* [Exercise goal] Find each line of the material below that contains the word "roof" and copy those lines out. Case counts.

(Position identification records)
— START —

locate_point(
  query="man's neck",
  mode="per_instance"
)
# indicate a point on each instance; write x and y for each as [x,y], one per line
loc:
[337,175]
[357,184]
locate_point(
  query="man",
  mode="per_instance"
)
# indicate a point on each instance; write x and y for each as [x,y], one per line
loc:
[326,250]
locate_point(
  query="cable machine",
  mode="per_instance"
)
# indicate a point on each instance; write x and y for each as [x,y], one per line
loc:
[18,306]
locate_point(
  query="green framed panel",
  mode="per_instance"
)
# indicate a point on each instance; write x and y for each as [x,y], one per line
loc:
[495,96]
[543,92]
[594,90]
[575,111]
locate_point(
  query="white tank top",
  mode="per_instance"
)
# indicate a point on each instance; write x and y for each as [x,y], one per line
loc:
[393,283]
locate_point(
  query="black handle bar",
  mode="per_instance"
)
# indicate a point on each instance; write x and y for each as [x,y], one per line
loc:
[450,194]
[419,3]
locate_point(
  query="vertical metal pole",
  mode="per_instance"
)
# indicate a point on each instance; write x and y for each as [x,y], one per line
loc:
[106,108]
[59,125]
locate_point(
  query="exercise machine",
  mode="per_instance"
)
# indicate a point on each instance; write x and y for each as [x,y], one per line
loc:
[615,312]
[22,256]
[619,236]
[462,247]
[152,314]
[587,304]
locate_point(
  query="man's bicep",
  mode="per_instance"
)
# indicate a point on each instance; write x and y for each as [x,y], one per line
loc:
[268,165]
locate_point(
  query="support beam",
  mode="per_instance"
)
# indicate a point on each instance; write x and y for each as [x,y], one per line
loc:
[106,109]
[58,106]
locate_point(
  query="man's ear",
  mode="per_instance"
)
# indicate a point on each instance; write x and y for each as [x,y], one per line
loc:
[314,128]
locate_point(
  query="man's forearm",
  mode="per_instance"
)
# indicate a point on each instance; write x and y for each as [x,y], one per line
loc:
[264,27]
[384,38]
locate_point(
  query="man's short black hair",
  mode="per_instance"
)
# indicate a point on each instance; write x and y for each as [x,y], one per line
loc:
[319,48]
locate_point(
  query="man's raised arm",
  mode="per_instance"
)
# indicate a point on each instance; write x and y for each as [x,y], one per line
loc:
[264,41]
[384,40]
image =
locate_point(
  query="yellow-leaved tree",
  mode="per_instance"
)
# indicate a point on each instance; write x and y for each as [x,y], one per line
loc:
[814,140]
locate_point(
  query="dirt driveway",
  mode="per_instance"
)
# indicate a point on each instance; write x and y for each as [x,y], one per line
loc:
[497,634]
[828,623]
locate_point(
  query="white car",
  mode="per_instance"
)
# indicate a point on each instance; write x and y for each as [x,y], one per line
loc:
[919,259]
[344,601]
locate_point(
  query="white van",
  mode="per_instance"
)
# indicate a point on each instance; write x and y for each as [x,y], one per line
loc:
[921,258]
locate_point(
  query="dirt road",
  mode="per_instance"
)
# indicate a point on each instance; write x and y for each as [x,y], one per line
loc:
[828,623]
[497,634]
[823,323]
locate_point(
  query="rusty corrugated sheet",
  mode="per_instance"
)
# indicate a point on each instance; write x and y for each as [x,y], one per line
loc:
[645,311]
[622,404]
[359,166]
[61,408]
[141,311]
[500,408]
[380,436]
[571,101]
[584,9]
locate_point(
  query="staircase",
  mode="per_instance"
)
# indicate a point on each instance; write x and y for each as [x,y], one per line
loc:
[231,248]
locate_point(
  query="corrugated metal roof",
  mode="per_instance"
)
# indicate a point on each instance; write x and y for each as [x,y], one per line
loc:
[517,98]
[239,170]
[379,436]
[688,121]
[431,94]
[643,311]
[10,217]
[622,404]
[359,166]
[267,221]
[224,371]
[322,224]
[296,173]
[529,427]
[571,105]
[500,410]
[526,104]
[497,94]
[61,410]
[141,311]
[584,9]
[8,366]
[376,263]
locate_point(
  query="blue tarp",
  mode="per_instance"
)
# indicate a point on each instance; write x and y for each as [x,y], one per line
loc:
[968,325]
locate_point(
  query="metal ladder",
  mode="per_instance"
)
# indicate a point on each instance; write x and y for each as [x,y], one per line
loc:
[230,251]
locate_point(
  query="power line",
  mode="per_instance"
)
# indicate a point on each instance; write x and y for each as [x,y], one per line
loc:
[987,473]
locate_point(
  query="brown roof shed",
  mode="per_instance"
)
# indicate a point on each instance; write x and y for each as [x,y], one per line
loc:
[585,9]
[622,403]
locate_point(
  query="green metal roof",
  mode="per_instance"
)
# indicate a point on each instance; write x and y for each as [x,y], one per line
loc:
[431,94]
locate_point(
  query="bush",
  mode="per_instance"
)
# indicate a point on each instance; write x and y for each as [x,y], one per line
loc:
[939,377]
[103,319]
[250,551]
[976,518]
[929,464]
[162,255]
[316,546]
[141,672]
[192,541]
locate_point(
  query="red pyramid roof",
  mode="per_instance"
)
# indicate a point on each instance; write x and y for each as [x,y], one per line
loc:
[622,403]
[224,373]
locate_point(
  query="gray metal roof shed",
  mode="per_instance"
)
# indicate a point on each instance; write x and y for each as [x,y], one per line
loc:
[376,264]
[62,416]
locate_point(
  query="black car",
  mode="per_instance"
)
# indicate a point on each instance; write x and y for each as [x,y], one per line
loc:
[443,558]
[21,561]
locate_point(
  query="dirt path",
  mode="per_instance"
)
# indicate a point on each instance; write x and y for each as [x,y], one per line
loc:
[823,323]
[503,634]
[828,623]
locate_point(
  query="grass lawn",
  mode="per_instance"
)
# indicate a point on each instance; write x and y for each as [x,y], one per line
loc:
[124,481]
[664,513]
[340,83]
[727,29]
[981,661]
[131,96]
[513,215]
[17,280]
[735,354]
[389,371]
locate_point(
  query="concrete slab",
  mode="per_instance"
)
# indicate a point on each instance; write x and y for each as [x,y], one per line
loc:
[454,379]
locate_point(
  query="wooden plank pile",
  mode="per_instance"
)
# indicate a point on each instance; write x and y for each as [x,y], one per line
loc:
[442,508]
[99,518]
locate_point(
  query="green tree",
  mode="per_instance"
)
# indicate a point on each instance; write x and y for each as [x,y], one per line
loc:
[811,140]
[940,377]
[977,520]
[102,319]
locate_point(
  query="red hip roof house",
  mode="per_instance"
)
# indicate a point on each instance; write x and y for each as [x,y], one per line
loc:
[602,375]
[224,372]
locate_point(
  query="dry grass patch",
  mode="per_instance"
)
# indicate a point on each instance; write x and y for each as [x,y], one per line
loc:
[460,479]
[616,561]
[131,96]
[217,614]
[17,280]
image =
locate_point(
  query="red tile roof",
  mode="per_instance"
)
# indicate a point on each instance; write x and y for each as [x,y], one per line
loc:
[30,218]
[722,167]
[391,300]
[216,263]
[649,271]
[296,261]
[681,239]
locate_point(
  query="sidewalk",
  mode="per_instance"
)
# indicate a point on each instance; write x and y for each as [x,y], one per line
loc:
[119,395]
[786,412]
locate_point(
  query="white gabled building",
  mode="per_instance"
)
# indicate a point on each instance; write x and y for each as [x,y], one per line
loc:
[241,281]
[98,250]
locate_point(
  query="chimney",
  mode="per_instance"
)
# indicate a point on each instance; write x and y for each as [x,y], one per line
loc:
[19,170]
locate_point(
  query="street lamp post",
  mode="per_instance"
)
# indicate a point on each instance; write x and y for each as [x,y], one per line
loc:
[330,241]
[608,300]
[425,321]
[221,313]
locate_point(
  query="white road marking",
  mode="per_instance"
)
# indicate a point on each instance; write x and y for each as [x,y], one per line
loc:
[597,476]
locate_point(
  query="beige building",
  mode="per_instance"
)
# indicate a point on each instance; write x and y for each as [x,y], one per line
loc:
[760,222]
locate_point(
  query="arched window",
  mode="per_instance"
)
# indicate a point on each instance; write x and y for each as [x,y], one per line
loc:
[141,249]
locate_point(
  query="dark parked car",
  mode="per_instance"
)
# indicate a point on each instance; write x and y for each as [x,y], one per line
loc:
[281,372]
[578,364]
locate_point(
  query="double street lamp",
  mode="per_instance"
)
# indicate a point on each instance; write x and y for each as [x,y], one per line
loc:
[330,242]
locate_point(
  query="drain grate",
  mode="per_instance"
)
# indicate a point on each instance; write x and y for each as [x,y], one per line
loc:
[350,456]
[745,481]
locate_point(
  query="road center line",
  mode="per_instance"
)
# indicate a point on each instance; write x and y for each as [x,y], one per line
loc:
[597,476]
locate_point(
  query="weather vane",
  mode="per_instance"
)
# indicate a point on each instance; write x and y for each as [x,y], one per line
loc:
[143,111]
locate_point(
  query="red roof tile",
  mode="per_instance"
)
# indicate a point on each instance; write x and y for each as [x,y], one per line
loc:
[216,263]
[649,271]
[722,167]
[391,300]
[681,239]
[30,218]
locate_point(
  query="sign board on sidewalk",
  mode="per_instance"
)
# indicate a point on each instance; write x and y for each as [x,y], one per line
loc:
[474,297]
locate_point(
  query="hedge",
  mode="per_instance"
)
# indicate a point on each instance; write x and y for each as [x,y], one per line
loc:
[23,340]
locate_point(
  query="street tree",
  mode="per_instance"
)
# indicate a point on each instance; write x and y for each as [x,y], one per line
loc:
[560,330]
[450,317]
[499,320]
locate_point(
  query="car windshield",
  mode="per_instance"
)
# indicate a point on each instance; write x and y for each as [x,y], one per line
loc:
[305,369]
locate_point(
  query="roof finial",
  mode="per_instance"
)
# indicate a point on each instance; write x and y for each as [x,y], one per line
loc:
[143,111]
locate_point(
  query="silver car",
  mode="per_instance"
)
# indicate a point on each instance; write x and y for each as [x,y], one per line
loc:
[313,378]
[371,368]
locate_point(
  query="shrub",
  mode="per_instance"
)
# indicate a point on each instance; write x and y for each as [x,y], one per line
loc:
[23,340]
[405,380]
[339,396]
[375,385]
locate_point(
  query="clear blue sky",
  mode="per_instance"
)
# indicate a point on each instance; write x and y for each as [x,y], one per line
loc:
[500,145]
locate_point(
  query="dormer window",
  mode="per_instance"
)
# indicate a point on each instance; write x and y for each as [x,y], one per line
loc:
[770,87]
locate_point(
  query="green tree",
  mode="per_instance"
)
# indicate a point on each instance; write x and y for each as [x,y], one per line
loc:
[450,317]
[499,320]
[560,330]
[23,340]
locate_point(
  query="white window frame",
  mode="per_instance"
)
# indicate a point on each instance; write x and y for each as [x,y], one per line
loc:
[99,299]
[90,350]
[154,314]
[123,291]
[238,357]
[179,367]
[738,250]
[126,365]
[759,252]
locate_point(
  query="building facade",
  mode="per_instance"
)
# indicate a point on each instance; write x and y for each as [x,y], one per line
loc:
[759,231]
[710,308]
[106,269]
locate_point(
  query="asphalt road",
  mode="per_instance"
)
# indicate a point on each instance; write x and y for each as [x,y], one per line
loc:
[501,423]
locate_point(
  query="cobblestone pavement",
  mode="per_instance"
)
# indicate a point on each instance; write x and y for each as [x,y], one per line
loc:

— END —

* [Complete response]
  query="corrugated metal roof",
  query="brown roof shed",
  query="green metal roof",
  query="red pyramid roof",
  query="gray metal roof shed",
  query="red hip roof house",
  query="red tile roof",
  query="red roof tile",
  query="roof finial",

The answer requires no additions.